--- STATED PROBLEM ---
Scale the box coordinates in the rows below that run from the line containing "As a courtesy, could you identify the man in white" through the line containing "[148,30,209,150]", both included. Rewrite only those lines, keeping the request unchanged, and multiply each coordinate by 2.1, rounding to whole numbers with halves going up.

>> start RECORDS FOR PROCESSING

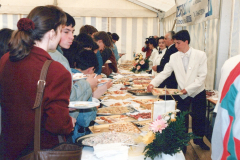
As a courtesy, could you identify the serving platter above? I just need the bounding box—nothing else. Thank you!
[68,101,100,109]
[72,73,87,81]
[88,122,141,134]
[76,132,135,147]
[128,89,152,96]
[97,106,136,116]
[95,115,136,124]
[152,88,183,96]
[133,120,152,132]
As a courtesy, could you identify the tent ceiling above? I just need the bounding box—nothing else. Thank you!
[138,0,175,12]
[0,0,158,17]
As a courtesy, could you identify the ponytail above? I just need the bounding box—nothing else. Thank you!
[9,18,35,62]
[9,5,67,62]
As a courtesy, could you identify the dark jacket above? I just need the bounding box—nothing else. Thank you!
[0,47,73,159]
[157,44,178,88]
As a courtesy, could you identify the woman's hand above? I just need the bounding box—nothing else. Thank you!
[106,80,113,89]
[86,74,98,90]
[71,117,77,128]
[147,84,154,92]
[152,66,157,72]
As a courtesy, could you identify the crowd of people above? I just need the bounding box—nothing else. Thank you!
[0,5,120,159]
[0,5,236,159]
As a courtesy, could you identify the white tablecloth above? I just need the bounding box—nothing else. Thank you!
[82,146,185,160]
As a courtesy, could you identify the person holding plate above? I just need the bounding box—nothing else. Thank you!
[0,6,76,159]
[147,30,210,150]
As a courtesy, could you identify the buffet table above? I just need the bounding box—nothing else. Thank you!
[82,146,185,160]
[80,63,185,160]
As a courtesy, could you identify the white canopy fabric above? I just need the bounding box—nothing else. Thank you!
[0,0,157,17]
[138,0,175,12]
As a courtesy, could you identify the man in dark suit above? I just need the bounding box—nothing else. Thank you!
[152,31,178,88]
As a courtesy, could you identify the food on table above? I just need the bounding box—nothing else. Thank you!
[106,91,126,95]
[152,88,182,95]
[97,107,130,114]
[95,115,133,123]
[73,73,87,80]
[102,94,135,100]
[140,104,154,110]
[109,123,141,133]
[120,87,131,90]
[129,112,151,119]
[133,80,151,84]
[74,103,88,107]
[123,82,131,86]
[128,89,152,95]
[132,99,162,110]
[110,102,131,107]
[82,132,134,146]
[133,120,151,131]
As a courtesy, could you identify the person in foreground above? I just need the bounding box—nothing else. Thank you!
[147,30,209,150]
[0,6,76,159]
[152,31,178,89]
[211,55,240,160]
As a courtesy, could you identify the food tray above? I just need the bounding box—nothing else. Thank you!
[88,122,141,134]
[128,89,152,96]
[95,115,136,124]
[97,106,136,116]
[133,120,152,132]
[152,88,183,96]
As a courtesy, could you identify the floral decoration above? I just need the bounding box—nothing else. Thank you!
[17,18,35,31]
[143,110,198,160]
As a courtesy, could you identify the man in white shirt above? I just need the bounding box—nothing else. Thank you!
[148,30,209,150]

>> end RECORDS FOR PROCESSING
>> start RECORDS FOR PROCESSING

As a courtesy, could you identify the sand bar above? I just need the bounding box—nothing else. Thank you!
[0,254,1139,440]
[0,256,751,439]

>> end RECORDS FOR PROCESSING

--- ANSWER TO THIS EXERCISE ---
As a courtesy, could you identify the man in white shirt above? I just need the bounding box—nothing else. Thank you!
[311,63,439,315]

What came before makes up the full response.